■ What needs to be done:
Locate each line in the records below that contains the word "tree", and copy those lines.

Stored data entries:
>>>

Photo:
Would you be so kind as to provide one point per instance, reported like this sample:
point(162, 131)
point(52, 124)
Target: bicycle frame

<<<
>>>

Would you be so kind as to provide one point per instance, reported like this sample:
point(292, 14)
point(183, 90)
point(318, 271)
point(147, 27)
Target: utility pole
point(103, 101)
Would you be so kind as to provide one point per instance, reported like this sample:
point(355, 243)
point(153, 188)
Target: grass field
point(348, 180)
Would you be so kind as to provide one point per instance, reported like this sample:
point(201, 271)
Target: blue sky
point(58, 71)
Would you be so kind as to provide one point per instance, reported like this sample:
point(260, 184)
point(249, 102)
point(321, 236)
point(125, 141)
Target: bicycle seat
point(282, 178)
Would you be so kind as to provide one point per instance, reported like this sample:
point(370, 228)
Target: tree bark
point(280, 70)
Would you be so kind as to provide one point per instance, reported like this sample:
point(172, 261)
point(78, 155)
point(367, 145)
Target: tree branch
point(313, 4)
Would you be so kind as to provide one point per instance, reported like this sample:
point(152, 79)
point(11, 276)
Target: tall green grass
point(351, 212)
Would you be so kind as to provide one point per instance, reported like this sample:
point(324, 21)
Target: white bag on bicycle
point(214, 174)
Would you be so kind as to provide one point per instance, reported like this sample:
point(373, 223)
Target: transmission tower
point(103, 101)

<<<

■ Exercise answer:
Target: tree bark
Target: tree branch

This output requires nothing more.